--- Required task ---
Write the line that includes "In this exercise you will label the doorknob" and all subsequent lines, exactly as written, and nothing more.

--- Information supplied ---

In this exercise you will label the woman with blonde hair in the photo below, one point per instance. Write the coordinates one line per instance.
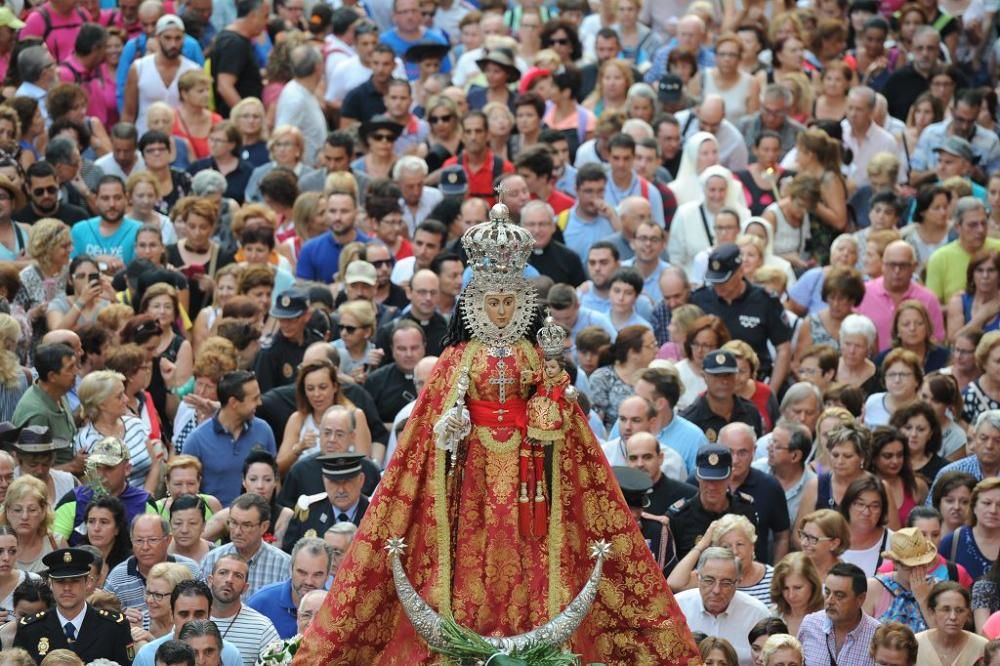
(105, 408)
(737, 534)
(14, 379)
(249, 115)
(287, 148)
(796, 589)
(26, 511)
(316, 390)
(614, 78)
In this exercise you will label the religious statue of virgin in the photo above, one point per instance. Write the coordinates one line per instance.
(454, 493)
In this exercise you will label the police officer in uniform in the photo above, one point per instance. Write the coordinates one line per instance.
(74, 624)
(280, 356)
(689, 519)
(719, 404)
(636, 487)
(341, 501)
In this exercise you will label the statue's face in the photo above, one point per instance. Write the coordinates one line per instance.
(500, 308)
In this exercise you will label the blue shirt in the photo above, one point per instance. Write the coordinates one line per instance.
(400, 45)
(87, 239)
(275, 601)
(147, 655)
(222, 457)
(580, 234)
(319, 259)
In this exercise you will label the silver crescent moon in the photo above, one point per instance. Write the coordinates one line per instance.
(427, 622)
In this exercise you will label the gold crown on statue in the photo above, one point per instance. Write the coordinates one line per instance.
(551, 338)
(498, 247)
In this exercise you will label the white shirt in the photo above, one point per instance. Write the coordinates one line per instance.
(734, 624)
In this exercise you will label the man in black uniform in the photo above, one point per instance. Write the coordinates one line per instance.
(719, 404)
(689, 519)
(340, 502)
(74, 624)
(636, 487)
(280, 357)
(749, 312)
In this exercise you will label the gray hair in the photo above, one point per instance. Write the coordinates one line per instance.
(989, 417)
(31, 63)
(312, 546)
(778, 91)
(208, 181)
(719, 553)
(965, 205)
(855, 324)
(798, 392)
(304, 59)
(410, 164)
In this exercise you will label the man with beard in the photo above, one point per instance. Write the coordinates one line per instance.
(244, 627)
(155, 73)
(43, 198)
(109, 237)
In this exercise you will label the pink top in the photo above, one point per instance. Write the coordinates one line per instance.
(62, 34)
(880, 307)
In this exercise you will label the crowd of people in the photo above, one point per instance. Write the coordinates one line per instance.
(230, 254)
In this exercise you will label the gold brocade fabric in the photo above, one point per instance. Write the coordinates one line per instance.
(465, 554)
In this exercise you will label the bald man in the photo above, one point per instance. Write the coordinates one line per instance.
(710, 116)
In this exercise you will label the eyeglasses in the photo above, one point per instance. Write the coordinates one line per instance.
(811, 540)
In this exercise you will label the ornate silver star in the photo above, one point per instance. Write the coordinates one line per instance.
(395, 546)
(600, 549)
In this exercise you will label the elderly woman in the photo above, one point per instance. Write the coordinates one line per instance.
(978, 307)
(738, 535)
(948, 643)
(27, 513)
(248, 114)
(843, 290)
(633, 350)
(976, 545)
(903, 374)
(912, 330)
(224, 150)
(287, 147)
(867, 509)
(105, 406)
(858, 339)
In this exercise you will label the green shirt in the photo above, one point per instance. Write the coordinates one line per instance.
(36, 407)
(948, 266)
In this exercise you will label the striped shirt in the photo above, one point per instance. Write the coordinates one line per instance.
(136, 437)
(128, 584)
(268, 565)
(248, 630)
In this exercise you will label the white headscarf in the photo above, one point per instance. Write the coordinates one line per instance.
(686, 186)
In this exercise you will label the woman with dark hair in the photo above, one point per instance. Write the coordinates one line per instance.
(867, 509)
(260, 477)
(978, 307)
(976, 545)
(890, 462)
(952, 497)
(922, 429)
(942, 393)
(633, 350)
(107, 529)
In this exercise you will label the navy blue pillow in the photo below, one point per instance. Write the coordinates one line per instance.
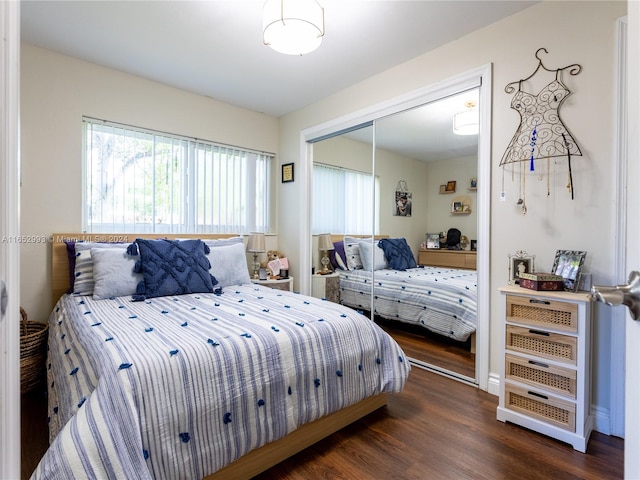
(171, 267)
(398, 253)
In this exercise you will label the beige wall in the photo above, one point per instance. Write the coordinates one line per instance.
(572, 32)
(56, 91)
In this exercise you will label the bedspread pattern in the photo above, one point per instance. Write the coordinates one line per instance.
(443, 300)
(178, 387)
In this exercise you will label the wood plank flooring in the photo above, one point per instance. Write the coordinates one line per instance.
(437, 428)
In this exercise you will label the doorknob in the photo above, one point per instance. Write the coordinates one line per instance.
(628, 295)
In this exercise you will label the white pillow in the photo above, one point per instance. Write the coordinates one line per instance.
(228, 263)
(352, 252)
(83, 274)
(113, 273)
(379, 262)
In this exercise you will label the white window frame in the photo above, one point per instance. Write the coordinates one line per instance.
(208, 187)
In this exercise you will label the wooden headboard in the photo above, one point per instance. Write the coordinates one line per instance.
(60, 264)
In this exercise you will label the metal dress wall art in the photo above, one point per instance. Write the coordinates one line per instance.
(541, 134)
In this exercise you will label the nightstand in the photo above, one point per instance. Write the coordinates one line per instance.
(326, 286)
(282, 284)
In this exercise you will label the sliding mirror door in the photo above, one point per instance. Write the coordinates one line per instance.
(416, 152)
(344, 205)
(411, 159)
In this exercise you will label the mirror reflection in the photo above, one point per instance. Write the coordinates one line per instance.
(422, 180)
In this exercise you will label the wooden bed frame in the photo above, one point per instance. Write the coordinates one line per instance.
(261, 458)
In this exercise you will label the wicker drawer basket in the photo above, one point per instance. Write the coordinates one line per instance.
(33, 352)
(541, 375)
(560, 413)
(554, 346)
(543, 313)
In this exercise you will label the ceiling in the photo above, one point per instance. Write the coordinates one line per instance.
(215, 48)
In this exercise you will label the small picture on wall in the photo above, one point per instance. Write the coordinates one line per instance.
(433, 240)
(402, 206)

--- Output below ---
In this exercise you will label the doorknob in the photo above, one point per instance. Write the coordinates one line per instance.
(628, 295)
In this exercise you will label the white pillow in the photo above, one point per instance. Write the coordinates one line per instance.
(228, 263)
(352, 252)
(83, 274)
(113, 273)
(379, 262)
In this exercise you will label the white window frame in the photo above, one point per instance. Write the coordinates one line per instance.
(208, 187)
In this exercise you will label the wooden headboard in the photo above, one point per instance. Write the coordinates one line per instance.
(60, 264)
In this exercise you will label the metal dress wall art in the photo above, one point per instance. Write the coordinates one line per instance.
(541, 134)
In this exercise you will label the nightstand in the photo above, one point per instance. Write the coordinates one line per instance.
(326, 286)
(282, 284)
In this exercise you will label the sliding mirror door in the photo above, one point per instance. Write the coordinates one line per instance.
(416, 152)
(344, 205)
(411, 159)
In this exercise you will label the mirror reflection in the photo above, one point per instance. Write the coordinates one line per instance.
(422, 180)
In this exercise you will label the wooden bed frame in the photo above, one point per instance. Write the coordinates one line per instance.
(261, 458)
In this exercise you will label the wicker drawer basket in the photo above, one point per instance. Write the coordinates one line per instance.
(33, 352)
(541, 375)
(560, 413)
(554, 346)
(543, 313)
In this exercise you will label the ceiling in the photo above, one point per instance. Write the coordinates one line per instance.
(215, 48)
In this exercise you will label the small picture on wall in the photo above, one point per instance. Write the coordinates one line per instance.
(433, 240)
(402, 206)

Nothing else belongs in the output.